→ **Given exercise**:
Could you write out every entry exactly as it stands?

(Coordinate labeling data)

□ □ □ □ □

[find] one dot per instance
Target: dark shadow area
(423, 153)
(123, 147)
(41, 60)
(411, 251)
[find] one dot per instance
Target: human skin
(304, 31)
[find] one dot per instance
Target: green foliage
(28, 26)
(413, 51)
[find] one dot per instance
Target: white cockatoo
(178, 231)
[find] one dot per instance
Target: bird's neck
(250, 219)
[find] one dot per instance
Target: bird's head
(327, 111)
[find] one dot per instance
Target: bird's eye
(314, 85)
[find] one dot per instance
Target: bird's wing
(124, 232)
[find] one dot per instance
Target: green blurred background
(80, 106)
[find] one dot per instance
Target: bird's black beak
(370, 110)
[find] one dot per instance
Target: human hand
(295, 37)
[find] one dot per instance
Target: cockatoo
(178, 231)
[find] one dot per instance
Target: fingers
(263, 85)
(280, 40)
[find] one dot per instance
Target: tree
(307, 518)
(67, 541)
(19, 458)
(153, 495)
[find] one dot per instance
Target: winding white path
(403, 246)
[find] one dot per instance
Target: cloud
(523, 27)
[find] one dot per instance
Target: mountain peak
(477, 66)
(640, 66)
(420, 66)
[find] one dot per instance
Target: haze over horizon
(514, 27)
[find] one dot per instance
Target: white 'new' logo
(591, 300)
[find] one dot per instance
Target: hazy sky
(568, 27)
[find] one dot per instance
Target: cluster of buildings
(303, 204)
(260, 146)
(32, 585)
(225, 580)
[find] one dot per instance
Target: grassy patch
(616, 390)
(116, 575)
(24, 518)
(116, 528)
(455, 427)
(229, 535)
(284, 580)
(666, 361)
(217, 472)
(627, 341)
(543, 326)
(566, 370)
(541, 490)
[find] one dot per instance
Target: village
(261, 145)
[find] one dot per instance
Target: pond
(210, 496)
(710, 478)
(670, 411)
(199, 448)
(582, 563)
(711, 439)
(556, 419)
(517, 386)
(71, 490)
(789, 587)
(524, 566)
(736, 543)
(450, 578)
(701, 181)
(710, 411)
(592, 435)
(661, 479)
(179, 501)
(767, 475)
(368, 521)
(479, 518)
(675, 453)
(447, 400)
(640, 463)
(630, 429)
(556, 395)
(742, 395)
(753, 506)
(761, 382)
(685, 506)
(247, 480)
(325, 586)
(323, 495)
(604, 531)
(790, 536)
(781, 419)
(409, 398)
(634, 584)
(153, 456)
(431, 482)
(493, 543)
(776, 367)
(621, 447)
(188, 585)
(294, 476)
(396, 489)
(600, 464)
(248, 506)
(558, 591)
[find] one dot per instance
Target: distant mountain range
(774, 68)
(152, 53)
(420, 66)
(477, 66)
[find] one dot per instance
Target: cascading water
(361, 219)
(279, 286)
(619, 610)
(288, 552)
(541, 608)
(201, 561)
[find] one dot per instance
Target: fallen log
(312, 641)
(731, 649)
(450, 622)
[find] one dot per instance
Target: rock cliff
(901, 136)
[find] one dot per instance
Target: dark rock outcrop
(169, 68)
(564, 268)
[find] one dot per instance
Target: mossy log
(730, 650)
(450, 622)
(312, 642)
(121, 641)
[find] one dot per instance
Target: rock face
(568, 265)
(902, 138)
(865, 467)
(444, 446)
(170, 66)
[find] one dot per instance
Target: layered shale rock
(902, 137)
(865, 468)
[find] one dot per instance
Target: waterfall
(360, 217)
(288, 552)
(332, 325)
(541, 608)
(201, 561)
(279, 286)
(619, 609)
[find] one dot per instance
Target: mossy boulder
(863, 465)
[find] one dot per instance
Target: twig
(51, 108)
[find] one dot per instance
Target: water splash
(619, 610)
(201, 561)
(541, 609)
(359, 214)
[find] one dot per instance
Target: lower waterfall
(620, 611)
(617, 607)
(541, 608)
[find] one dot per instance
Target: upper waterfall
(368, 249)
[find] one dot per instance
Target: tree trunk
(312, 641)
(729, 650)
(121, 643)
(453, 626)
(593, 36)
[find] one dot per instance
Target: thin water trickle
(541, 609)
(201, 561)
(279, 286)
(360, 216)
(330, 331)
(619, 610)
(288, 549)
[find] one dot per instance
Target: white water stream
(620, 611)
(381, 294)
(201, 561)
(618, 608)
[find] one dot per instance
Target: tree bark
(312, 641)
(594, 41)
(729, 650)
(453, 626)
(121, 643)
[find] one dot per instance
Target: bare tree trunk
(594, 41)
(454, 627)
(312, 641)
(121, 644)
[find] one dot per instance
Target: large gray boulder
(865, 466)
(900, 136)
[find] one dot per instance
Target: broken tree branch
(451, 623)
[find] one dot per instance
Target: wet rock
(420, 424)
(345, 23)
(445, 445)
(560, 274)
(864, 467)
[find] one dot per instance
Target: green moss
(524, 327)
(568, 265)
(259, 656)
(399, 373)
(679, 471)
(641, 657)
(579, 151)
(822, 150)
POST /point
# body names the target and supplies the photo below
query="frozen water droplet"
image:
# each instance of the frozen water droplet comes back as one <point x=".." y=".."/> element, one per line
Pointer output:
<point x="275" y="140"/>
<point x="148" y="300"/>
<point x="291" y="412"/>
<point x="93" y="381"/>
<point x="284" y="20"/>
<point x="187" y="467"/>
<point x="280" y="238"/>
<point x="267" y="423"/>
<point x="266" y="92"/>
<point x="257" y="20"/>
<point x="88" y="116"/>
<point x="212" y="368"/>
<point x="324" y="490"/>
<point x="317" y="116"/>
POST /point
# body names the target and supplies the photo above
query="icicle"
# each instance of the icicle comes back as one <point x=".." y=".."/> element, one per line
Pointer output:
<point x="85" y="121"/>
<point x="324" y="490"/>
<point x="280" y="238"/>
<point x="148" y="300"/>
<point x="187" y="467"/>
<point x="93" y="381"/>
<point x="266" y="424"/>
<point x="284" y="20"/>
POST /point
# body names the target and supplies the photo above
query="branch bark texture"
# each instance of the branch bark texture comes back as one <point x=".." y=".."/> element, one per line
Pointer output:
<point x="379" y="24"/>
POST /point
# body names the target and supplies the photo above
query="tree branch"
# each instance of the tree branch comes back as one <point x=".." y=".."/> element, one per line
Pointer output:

□ □ □ □ □

→ **Correct response**:
[find] one dot per instance
Target: dark shadow area
(423, 153)
(123, 147)
(41, 60)
(411, 251)
[find] one dot per instance
Target: human skin
(304, 31)
[find] one dot per instance
Target: green foliage
(28, 26)
(413, 51)
[find] one dot per instance
Target: white cockatoo
(178, 231)
[find] one dot per instance
Target: bird's neck
(250, 219)
[find] one dot per instance
Target: bird's head
(327, 111)
[find] one dot per instance
Target: bird's eye
(314, 85)
[find] one dot per instance
Target: bird's wing
(124, 232)
[find] one dot per instance
Target: green blurred background
(80, 106)
[find] one dot per instance
Target: bird's black beak
(370, 110)
[find] one dot per instance
Target: human hand
(295, 37)
[find] one dot per instance
Target: cockatoo
(178, 231)
[find] one dot per instance
Target: fingers
(263, 85)
(280, 40)
[find] one dot per instance
Target: tree
(307, 518)
(67, 541)
(19, 458)
(153, 495)
[find] one dot per instance
Target: winding white path
(403, 246)
[find] one dot per instance
Target: cloud
(523, 27)
[find] one dot per instance
Target: mountain peak
(477, 66)
(640, 66)
(420, 66)
[find] one dot per instance
Target: haze over horizon
(514, 27)
[find] one dot per instance
Target: white 'new' logo
(591, 300)
[find] one dot per instance
Target: hazy sky
(568, 27)
[find] one dot per instance
Target: cluster of buildings
(303, 204)
(260, 146)
(32, 585)
(225, 580)
[find] one dot per instance
Target: grassy patch
(616, 390)
(116, 575)
(24, 518)
(116, 528)
(455, 427)
(229, 535)
(284, 580)
(666, 361)
(217, 472)
(627, 341)
(543, 326)
(566, 370)
(541, 490)
[find] one dot per instance
Target: village
(261, 145)
[find] one dot per instance
Target: pond
(210, 496)
(710, 478)
(670, 411)
(199, 448)
(582, 563)
(711, 439)
(556, 419)
(517, 386)
(71, 490)
(789, 587)
(524, 566)
(736, 543)
(450, 578)
(701, 181)
(710, 411)
(592, 435)
(661, 479)
(179, 501)
(767, 475)
(368, 521)
(479, 518)
(675, 453)
(447, 400)
(640, 463)
(630, 429)
(556, 395)
(742, 395)
(753, 506)
(761, 382)
(685, 506)
(247, 480)
(325, 586)
(323, 495)
(604, 531)
(790, 536)
(781, 419)
(409, 398)
(634, 584)
(153, 456)
(431, 482)
(493, 543)
(776, 367)
(621, 447)
(188, 585)
(294, 476)
(396, 489)
(600, 464)
(248, 506)
(558, 591)
[find] one dot per instance
Target: distant mountain range
(774, 68)
(152, 53)
(420, 66)
(477, 66)
[find] one dot per instance
Target: cascading water
(361, 219)
(279, 286)
(619, 610)
(288, 552)
(541, 608)
(201, 561)
[find] one dot per instance
Target: fallen log
(312, 641)
(731, 649)
(450, 622)
[find] one dot per instance
Target: rock cliff
(901, 136)
[find] one dot per instance
Target: dark rock outcrop
(169, 68)
(564, 268)
[find] one dot per instance
Target: mossy log
(730, 650)
(450, 622)
(312, 642)
(121, 641)
[find] one dot per instance
Target: rock face
(568, 265)
(902, 138)
(865, 467)
(444, 446)
(170, 66)
[find] one dot per instance
Target: layered shale rock
(902, 137)
(865, 468)
[find] one dot per instance
Target: waterfall
(360, 217)
(288, 552)
(332, 325)
(541, 608)
(201, 561)
(279, 286)
(619, 609)
[find] one dot per instance
Target: mossy boulder
(863, 465)
[find] one dot per instance
Target: twig
(51, 108)
[find] one dot per instance
Target: water splash
(619, 610)
(201, 561)
(541, 609)
(359, 214)
[find] one dot per instance
Target: lower waterfall
(620, 611)
(617, 607)
(541, 608)
[find] one dot per instance
Target: upper waterfall
(368, 249)
[find] one dot per instance
Target: tree trunk
(312, 641)
(729, 650)
(121, 643)
(453, 626)
(593, 36)
[find] one dot per instance
Target: thin water trickle
(541, 609)
(201, 561)
(279, 286)
(360, 216)
(330, 331)
(619, 610)
(288, 549)
[find] one dot per instance
Target: white water stream
(620, 611)
(381, 294)
(201, 561)
(618, 608)
[find] one dot per instance
Target: tree bark
(312, 641)
(594, 41)
(729, 650)
(453, 626)
(121, 643)
[find] one dot per instance
Target: bare tree trunk
(594, 41)
(454, 627)
(312, 641)
(121, 644)
[find] one dot per instance
Target: large gray boulder
(865, 466)
(900, 136)
[find] one dot per instance
Target: broken tree branch
(451, 623)
[find] one dot per instance
Target: wet rock
(420, 424)
(345, 23)
(445, 445)
(560, 274)
(864, 467)
[find] one dot per instance
Target: green moss
(524, 327)
(568, 265)
(259, 656)
(399, 373)
(679, 471)
(641, 657)
(579, 151)
(822, 150)
POST /point
# body names the target and supplies the photo below
query="frozen water droplet"
image:
# each instance of the frozen water droplet comes back as one <point x=".." y=".."/> element, one per line
Pointer output:
<point x="275" y="140"/>
<point x="148" y="300"/>
<point x="291" y="412"/>
<point x="93" y="381"/>
<point x="284" y="20"/>
<point x="187" y="467"/>
<point x="280" y="238"/>
<point x="267" y="423"/>
<point x="266" y="92"/>
<point x="257" y="20"/>
<point x="88" y="116"/>
<point x="212" y="368"/>
<point x="324" y="490"/>
<point x="317" y="116"/>
POST /point
# body names the target and supplies the photo above
query="icicle"
# each instance of the icicle comes back as one <point x=".." y=".."/> element, one per line
Pointer output:
<point x="85" y="121"/>
<point x="324" y="490"/>
<point x="280" y="238"/>
<point x="148" y="300"/>
<point x="187" y="467"/>
<point x="93" y="381"/>
<point x="266" y="424"/>
<point x="284" y="20"/>
POST /point
# body names the target and supplies the photo above
query="branch bark texture"
# each instance of the branch bark texture comes back as one <point x=".." y=".."/> element, one per line
Pointer output:
<point x="379" y="24"/>
POST /point
# body names the target and supplies the photo above
query="tree branch"
# each instance of the tree branch comes back as one <point x=".." y=".."/> element, one per line
Pointer output:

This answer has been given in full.